Stijve moerasweegbree

Uit Wikipedia, de vrije encyclopedie
Stijve moerasweegbree
Stijve moerasweegbree
Taxonomische indeling
Rijk:Plantae (Planten)
Stam:Embryophyta (Landplanten)
Klasse:Spermatopsida (Zaadplanten)
Clade:Bedektzadigen
Clade:Eenzaadlobbigen
Orde:Alismatales
Familie:Alismataceae (Waterweegbreefamilie)
Geslacht:Baldellia
Soort:Baldellia ranunculoides
Ondersoort
Baldellia ranunculoides subsp. ranunculoides
Portaal  Portaalicoon   Biologie

Stijve moerasweegbree (Baldellia ranunculoides subsp. ranunculoides) is een lid van de waterweegbreefamilie. Er zijn twee ondersoorten van Baldellia ranunculoides, de stijve moerasweegbree en de kruipende moerasweegbree (Baldellia ranunculoides subsp. repens). Het opvallendste verschil tussen deze twee is dat de ondersoort ranunculoides rechtopstaande stengels heeft en de ondersoort repens kruipende.

De soort staat op de Nederlandse Rode Lijst van planten als bedreigd en zeldzaam. Sinds 1950 is het voorkomen zeer sterk achteruitgegaan (75–100%). Voor monitoring in het kader van Natura 2000 wordt de plant als indicatorsoort aangemerkt als typische soort.

Beschrijving[bewerken | brontekst bewerken]

Stijve moerasweegbree wordt 5–50 cm hoog. De soort bloeit met witte of paarse bloemen in juni tot en met september. Het is een waterplant (hydrofyt). Het geslacht is te onderscheiden door de karakteristieke wantsengeur bij kneuzing.

Ecologie[bewerken | brontekst bewerken]

De plant groeit op open, zonnige, periodiek overstroomde, matig voedselarme tot matig voedselrijke, soms zelfs iets brakke, al of niet (zwak) humeuze, zeer fosfaatarme, meestal zure maar soms ook kalkhoudende zand- en leembodems, soms op kattenklei. De plant kan ook blijvend onder water staan en vormt dan atypische, ongesteelde lijnvormige bladeren. Het is een lichtminnaar die groeit in moerassen en in en aan randen van allerlei wateren die zowel van natuurlijke als kunstmatige oorsprong kunnen zijn.

Verspreiding[bewerken | brontekst bewerken]

De Atlantische soort komt noordelijk voor tot in Zuid-Scandinavië en Schotland en komt in Nederland vooral voor in de Pleistocene streken en in de duinen. De zeer sterke achteruitgang is te wijten aan grondwaterwinning en toegenomen eutrofiëring. De plant is schaduwgevoelig, verdraagt maandenlang droogvallen van haar standplaats maar bezit weinig concurrentiekracht. Insectenbezoek is schaars en naast kruisbestuiving vindt vooral zelfbestuiving plaats. De zaden worden door water of vogels verspreid.
########################################
* [Opgave A]
Noem alle Nederlandse namen die in de taxonomische indeling van de tekst over de stijve moerasweegbree tussen haakjes achter een wetenschappelijke naam staan.
* [Opgave B]
Beantwoord met behulp van de tekst over de stijve moerasweegbree de volgende vragen.
(i) Hoe hoog wordt de stijve moerasweegbree?
(ii) Waaraan is de zeer sterke achteruitgang te wijten?
(iii) Waardoor worden de zaden verspreid?
* [Opgave C]
Vertaal deze zin uit de tekst over de stijve moerasweegbree in het Engels: "Het is een lichtminnaar die groeit in moerassen en in en aan randen van allerlei wateren die zowel van natuurlijke als kunstmatige oorsprong kunnen zijn."
Het materiaal heb je niet nodig.

* [Gegevensblok]
########################################
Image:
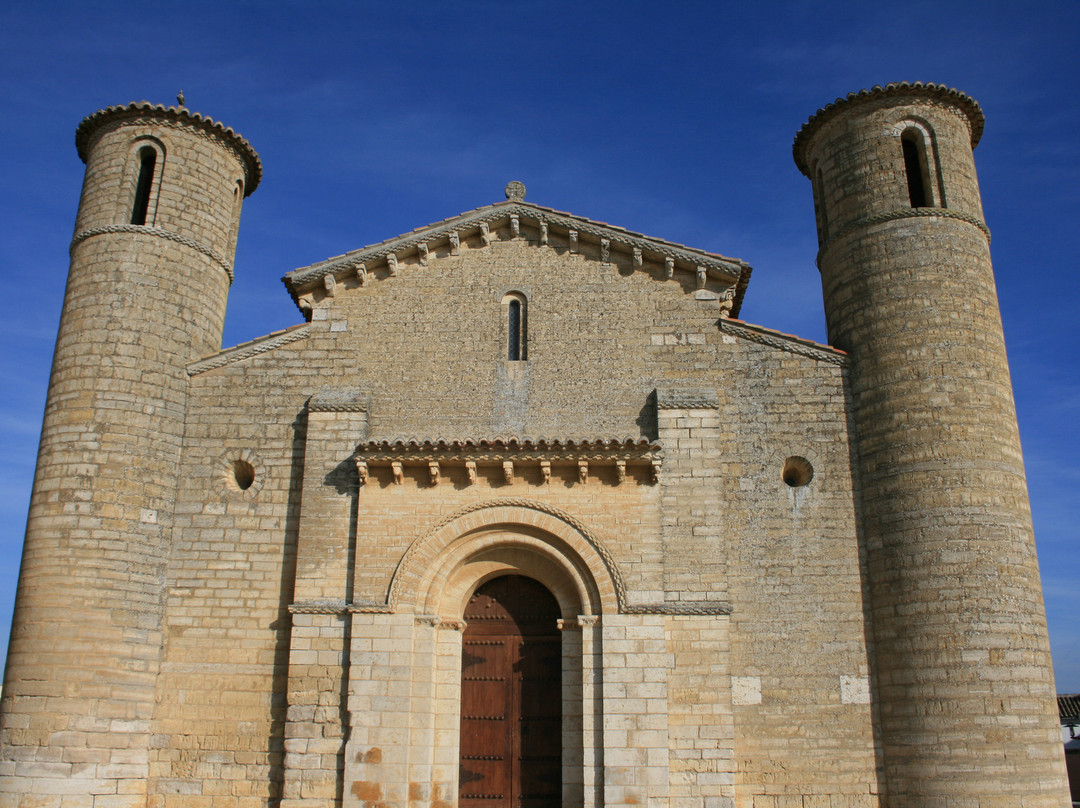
########################################
* [Antwoord A]
Planten (Plantae)
Landplanten (Embryophyta)
Zaadplanten (Spermatopsida)
Waterweegbreefamilie (Alismataceae)

* [Antwoord B]
(i) 5–50 cm.
(ii) Aan grondwaterwinning en toegenomen eutrofiëring.
(iii) Door water of vogels.

* [Antwoord C]
It is a light-loving plant that grows in marshes and in and along the edges of all kinds of waters, which may be of either natural or artificial origin.